What to produce:
Count how many lines in the records below contain the string "wooden", treating uppercase and lowercase as different, and reply with only that number.
'''
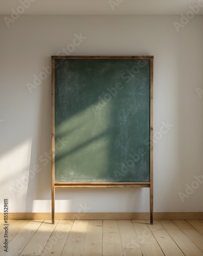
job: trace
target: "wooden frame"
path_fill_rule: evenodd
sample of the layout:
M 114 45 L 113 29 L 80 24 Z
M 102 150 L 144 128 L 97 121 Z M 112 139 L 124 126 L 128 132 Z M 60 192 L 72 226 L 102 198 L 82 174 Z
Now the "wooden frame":
M 150 180 L 146 182 L 55 182 L 55 60 L 56 59 L 150 59 Z M 55 188 L 58 187 L 149 187 L 150 221 L 153 223 L 153 68 L 154 56 L 52 56 L 52 222 L 55 222 Z

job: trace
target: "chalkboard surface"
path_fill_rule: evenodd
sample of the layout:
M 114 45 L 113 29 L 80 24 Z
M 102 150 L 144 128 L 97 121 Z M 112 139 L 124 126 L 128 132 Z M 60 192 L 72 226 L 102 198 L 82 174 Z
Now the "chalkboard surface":
M 150 180 L 150 59 L 55 60 L 55 182 Z

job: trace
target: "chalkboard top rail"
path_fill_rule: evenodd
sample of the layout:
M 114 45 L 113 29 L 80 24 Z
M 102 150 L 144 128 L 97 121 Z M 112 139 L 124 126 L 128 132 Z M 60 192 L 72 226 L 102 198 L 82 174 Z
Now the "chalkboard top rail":
M 55 182 L 55 187 L 149 187 L 150 182 Z
M 52 56 L 52 59 L 154 59 L 154 56 Z

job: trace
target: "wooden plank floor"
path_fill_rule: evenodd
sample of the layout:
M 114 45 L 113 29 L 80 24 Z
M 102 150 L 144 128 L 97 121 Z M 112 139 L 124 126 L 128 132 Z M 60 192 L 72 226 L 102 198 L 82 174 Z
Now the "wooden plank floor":
M 203 220 L 10 220 L 9 252 L 0 255 L 203 256 Z

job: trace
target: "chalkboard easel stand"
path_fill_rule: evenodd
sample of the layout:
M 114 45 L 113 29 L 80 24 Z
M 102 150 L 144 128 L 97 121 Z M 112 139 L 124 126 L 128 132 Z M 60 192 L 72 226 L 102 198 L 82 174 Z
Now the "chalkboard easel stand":
M 150 113 L 149 113 L 150 123 L 150 142 L 149 146 L 149 181 L 135 182 L 57 182 L 55 180 L 55 69 L 56 65 L 55 60 L 57 59 L 148 59 L 150 63 L 149 79 L 149 95 L 150 95 Z M 148 187 L 149 188 L 149 208 L 150 222 L 153 224 L 153 67 L 154 57 L 151 56 L 52 56 L 52 222 L 55 222 L 55 189 L 57 188 L 80 188 L 80 187 Z M 56 68 L 56 69 L 55 69 Z

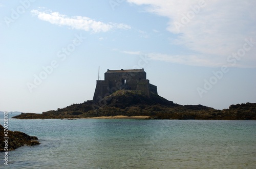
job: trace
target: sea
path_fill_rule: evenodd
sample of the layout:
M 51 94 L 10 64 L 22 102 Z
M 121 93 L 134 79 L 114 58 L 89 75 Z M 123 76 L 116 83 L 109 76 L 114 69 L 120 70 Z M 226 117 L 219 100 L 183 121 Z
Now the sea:
M 1 152 L 1 168 L 256 168 L 256 121 L 9 117 L 8 129 L 41 144 L 9 152 L 8 165 Z

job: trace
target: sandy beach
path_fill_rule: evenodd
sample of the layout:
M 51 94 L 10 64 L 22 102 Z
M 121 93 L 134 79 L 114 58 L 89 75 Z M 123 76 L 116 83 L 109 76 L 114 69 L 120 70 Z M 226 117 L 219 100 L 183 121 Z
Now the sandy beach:
M 150 116 L 100 116 L 93 118 L 87 118 L 84 119 L 147 119 L 151 118 Z

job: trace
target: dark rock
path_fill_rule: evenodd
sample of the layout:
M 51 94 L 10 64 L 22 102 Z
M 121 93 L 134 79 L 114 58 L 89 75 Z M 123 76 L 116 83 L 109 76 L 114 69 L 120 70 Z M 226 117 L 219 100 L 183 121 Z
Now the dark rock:
M 72 119 L 99 116 L 144 116 L 153 119 L 256 120 L 256 103 L 231 105 L 222 110 L 199 105 L 181 105 L 154 94 L 119 90 L 94 103 L 88 101 L 42 114 L 22 114 L 13 117 L 29 119 Z
M 4 128 L 0 125 L 0 151 L 5 150 L 5 143 L 4 142 Z M 5 131 L 6 131 L 6 130 Z M 8 131 L 8 151 L 14 150 L 24 145 L 34 146 L 39 145 L 38 139 L 35 136 L 29 136 L 28 134 L 19 131 Z

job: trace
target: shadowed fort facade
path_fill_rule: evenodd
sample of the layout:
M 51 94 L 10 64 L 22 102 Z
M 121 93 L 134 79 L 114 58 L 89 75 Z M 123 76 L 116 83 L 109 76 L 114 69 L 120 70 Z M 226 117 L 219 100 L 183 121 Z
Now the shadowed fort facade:
M 100 101 L 104 97 L 122 89 L 142 91 L 149 98 L 152 93 L 157 94 L 157 87 L 150 83 L 144 69 L 108 69 L 104 80 L 97 80 L 93 102 Z

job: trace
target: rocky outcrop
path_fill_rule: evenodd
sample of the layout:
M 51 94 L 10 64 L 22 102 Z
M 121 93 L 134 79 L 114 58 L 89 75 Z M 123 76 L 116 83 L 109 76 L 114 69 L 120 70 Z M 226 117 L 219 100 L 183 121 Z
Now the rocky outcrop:
M 4 136 L 4 128 L 0 125 L 0 151 L 6 151 L 14 150 L 20 147 L 27 146 L 34 146 L 39 145 L 40 143 L 37 141 L 37 137 L 29 136 L 22 132 L 8 131 L 8 147 L 6 147 L 6 140 L 4 138 L 6 137 Z
M 42 114 L 22 114 L 13 118 L 81 118 L 100 116 L 150 116 L 153 119 L 256 120 L 256 103 L 231 105 L 222 110 L 202 105 L 181 105 L 158 95 L 149 98 L 140 91 L 119 90 L 96 103 L 88 101 Z

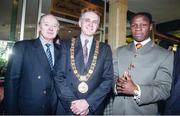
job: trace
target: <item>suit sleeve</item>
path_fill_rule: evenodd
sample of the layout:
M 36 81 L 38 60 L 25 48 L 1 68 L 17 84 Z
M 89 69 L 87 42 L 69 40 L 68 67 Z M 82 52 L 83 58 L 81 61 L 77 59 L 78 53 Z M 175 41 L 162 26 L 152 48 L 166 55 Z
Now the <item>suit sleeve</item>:
M 141 98 L 139 105 L 166 100 L 169 97 L 172 83 L 173 58 L 174 55 L 171 52 L 164 55 L 152 83 L 140 85 Z
M 19 113 L 19 86 L 23 62 L 24 45 L 20 42 L 15 43 L 12 54 L 8 61 L 5 77 L 5 113 Z
M 55 64 L 55 71 L 54 71 L 54 83 L 56 93 L 62 106 L 65 109 L 65 112 L 68 114 L 70 113 L 70 106 L 71 101 L 76 100 L 77 98 L 71 91 L 68 86 L 67 79 L 66 79 L 66 70 L 67 70 L 67 49 L 66 43 L 62 43 L 61 45 L 61 57 L 58 59 L 57 63 Z
M 113 82 L 113 64 L 112 64 L 112 51 L 110 46 L 107 47 L 105 51 L 104 58 L 104 68 L 102 82 L 100 83 L 99 87 L 94 90 L 94 92 L 87 98 L 87 102 L 89 103 L 90 110 L 94 112 L 98 106 L 103 102 L 106 95 L 110 92 Z

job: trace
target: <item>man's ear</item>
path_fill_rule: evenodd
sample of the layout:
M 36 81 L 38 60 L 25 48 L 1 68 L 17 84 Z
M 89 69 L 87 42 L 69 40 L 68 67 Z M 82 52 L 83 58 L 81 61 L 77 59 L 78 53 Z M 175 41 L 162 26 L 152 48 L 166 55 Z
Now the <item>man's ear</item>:
M 79 27 L 81 27 L 81 19 L 79 19 L 79 22 L 78 22 L 78 24 L 79 24 Z
M 152 28 L 153 28 L 153 24 L 150 24 L 150 30 L 152 31 Z

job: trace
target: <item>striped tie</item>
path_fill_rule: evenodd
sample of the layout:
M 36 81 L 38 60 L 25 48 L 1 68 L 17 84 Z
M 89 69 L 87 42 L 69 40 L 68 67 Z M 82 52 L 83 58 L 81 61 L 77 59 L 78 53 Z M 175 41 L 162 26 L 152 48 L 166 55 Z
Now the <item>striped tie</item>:
M 51 44 L 45 44 L 47 49 L 46 49 L 46 55 L 47 55 L 47 59 L 48 59 L 48 62 L 51 66 L 51 69 L 53 68 L 53 60 L 52 60 L 52 54 L 51 54 L 51 51 L 50 51 L 50 46 Z
M 142 48 L 142 44 L 141 43 L 137 43 L 136 44 L 136 49 L 140 49 L 140 48 Z
M 89 40 L 85 40 L 85 44 L 83 47 L 83 56 L 84 56 L 84 64 L 86 66 L 87 62 L 88 62 L 88 48 L 87 48 L 87 43 L 89 42 Z

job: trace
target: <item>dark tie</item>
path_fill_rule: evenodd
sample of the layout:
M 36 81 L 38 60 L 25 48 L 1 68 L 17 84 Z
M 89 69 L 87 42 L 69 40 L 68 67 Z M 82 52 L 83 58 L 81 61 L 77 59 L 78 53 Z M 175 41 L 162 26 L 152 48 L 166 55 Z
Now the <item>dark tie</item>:
M 137 43 L 137 44 L 136 44 L 136 48 L 137 48 L 137 49 L 142 48 L 142 44 L 141 44 L 141 43 Z
M 87 44 L 88 44 L 89 40 L 85 40 L 85 44 L 83 46 L 83 56 L 84 56 L 84 64 L 86 66 L 87 62 L 88 62 L 88 48 L 87 48 Z
M 46 55 L 47 55 L 47 59 L 48 59 L 48 62 L 51 66 L 51 69 L 53 68 L 53 60 L 52 60 L 52 54 L 51 54 L 51 51 L 50 51 L 50 46 L 51 44 L 45 44 L 47 49 L 46 49 Z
'''
Answer to this task:
4